───── EXTRACTED RECORDS
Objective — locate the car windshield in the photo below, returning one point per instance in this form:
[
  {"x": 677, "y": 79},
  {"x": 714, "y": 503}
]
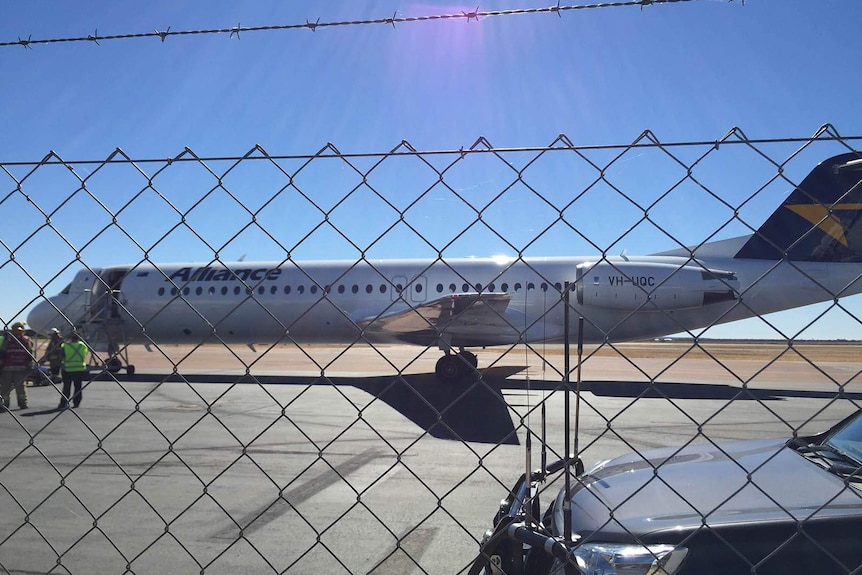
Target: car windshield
[{"x": 848, "y": 438}]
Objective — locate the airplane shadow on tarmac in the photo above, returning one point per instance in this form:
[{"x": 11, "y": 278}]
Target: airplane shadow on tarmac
[{"x": 476, "y": 411}]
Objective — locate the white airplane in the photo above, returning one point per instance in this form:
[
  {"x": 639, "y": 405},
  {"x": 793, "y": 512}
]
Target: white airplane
[{"x": 808, "y": 251}]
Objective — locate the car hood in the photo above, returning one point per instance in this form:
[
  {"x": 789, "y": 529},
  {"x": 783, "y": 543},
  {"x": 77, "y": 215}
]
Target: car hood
[{"x": 679, "y": 490}]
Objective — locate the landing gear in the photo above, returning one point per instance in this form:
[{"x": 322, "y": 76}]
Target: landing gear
[{"x": 452, "y": 367}]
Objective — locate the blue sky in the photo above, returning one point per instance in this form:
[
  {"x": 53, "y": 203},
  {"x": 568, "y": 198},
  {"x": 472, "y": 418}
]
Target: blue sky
[{"x": 686, "y": 72}]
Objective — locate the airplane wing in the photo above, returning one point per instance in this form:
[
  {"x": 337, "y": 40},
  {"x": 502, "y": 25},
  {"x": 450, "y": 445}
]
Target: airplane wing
[{"x": 468, "y": 319}]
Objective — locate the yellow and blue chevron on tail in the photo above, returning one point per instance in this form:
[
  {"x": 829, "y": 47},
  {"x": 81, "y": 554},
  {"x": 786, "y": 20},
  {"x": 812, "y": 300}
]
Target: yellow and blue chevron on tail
[{"x": 820, "y": 221}]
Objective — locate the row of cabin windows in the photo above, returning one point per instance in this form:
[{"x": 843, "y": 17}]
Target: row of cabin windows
[{"x": 355, "y": 289}]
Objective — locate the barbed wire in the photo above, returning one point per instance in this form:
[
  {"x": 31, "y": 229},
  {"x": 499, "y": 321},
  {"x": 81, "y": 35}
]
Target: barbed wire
[{"x": 314, "y": 25}]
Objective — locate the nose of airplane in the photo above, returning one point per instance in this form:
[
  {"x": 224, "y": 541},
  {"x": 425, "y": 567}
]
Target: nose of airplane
[{"x": 40, "y": 317}]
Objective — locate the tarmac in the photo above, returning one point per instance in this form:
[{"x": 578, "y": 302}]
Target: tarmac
[{"x": 320, "y": 460}]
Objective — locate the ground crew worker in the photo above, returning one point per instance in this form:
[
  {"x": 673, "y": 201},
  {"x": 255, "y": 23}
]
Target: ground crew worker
[
  {"x": 17, "y": 353},
  {"x": 74, "y": 368},
  {"x": 53, "y": 356}
]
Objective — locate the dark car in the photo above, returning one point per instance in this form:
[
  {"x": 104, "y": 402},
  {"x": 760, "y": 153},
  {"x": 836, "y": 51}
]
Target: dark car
[{"x": 772, "y": 506}]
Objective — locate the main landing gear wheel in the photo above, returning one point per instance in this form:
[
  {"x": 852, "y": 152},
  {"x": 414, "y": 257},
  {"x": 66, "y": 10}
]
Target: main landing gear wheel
[{"x": 451, "y": 367}]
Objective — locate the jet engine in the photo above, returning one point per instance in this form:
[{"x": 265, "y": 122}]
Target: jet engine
[{"x": 645, "y": 286}]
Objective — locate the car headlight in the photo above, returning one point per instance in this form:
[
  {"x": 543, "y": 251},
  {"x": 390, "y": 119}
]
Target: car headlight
[{"x": 613, "y": 558}]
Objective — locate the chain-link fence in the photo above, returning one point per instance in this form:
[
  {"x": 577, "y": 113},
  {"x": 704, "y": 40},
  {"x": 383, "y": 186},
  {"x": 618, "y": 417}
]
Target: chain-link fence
[{"x": 309, "y": 363}]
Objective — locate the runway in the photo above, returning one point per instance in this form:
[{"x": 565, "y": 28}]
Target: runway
[{"x": 320, "y": 460}]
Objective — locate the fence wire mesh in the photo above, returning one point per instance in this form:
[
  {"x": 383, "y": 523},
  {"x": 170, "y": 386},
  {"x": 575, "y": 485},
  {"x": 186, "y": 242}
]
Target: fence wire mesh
[{"x": 201, "y": 446}]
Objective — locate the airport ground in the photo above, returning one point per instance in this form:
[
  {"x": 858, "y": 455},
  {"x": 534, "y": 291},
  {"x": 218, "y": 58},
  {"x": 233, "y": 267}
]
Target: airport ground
──────────
BRIEF:
Could you repeat all of the material exactly? Pictures should not be copied.

EXERCISE ANSWER:
Objective — locate the car windshield in the photo below, returning one point per instance in this form:
[
  {"x": 677, "y": 79},
  {"x": 714, "y": 503}
]
Target: car windshield
[{"x": 848, "y": 438}]
Objective — locate the airplane shadow on tarmac in the photo above, returning one point per instance in this form:
[{"x": 11, "y": 278}]
Target: airplane shadow on tarmac
[{"x": 476, "y": 411}]
Objective — locate the white airplane in the photo above, returning one point per instance in this form:
[
  {"x": 639, "y": 405},
  {"x": 793, "y": 512}
]
Target: white airplane
[{"x": 808, "y": 251}]
Objective — locate the car hood in the photo above, returning one point per instance in this form:
[
  {"x": 789, "y": 529},
  {"x": 783, "y": 543},
  {"x": 77, "y": 215}
]
Target: car hood
[{"x": 679, "y": 490}]
Objective — locate the landing gear in the photo above, returning one point per instance in this form:
[{"x": 322, "y": 76}]
Target: landing gear
[{"x": 452, "y": 367}]
Objective — locate the blue sky in the photo above, returning one point per instance in this form:
[
  {"x": 53, "y": 203},
  {"x": 568, "y": 198},
  {"x": 472, "y": 418}
]
Target: blue sky
[{"x": 686, "y": 72}]
Objective — locate the airplane wing in the photo above, returning one point per instance in this form:
[
  {"x": 337, "y": 40},
  {"x": 502, "y": 25},
  {"x": 450, "y": 445}
]
Target: airplane wing
[{"x": 468, "y": 319}]
Objective — locate the yellow and blue chevron on tail in the photo above, returning one point per instance in this form:
[
  {"x": 829, "y": 47},
  {"x": 81, "y": 554},
  {"x": 786, "y": 20},
  {"x": 812, "y": 300}
]
Target: yellow and blue chevron on tail
[{"x": 820, "y": 221}]
Objective — locate the row of cabin windows in the photo above, returning one point per instance in this form:
[{"x": 843, "y": 17}]
Target: row of cabin windows
[{"x": 355, "y": 289}]
Objective — locate the barbed wire in the photo above, returning one point per instance in this form:
[
  {"x": 31, "y": 229},
  {"x": 499, "y": 321},
  {"x": 81, "y": 35}
]
Target: barbed wire
[{"x": 314, "y": 25}]
Objective — locate the nose of airplane in the photo above, returning one point per instance in this form:
[
  {"x": 224, "y": 541},
  {"x": 425, "y": 567}
]
Target: nose of airplane
[{"x": 40, "y": 317}]
Objective — locate the tarmac in the photo above, returning one point per instance in this form:
[{"x": 578, "y": 302}]
Target: tarmac
[{"x": 320, "y": 460}]
Objective — locate the ground crew worker in the photo above, returning one point per instance in this form:
[
  {"x": 673, "y": 201},
  {"x": 255, "y": 23}
]
Target: ground crew worker
[
  {"x": 17, "y": 353},
  {"x": 74, "y": 368},
  {"x": 53, "y": 356}
]
Objective — locate the dark car in the photo above, returning one point per instance in this form:
[
  {"x": 104, "y": 402},
  {"x": 760, "y": 153},
  {"x": 836, "y": 51}
]
Target: dark car
[{"x": 772, "y": 506}]
Objective — locate the main landing gear wheel in the photo above, returning one point per instance in this form:
[
  {"x": 852, "y": 152},
  {"x": 414, "y": 257},
  {"x": 66, "y": 10}
]
Target: main landing gear wheel
[{"x": 451, "y": 367}]
Objective — locate the jet engine in the photo above, returning one point per instance in this form:
[{"x": 265, "y": 122}]
Target: jet engine
[{"x": 645, "y": 286}]
Objective — locate the car headlight in the photo above, returning one point per instance in this form:
[
  {"x": 543, "y": 251},
  {"x": 390, "y": 119}
]
Target: car headlight
[{"x": 613, "y": 558}]
Objective — locate the chain-link fence in the photo above, returning one point per instance in this form:
[
  {"x": 577, "y": 113},
  {"x": 704, "y": 40},
  {"x": 383, "y": 186},
  {"x": 618, "y": 417}
]
Target: chain-link fence
[{"x": 309, "y": 363}]
Objective — locate the runway in the photo above, returning one point per instance in this form:
[{"x": 565, "y": 28}]
Target: runway
[{"x": 320, "y": 460}]
Objective — locate the fence wire mesh in the photo above, returning one point per instance in this form:
[
  {"x": 383, "y": 523},
  {"x": 170, "y": 386},
  {"x": 575, "y": 485},
  {"x": 186, "y": 242}
]
Target: fence wire mesh
[{"x": 201, "y": 446}]
Objective — locate the airport ground in the photo above, returning one point per instance in this form:
[
  {"x": 858, "y": 455},
  {"x": 534, "y": 291},
  {"x": 218, "y": 58},
  {"x": 233, "y": 267}
]
Target: airport ground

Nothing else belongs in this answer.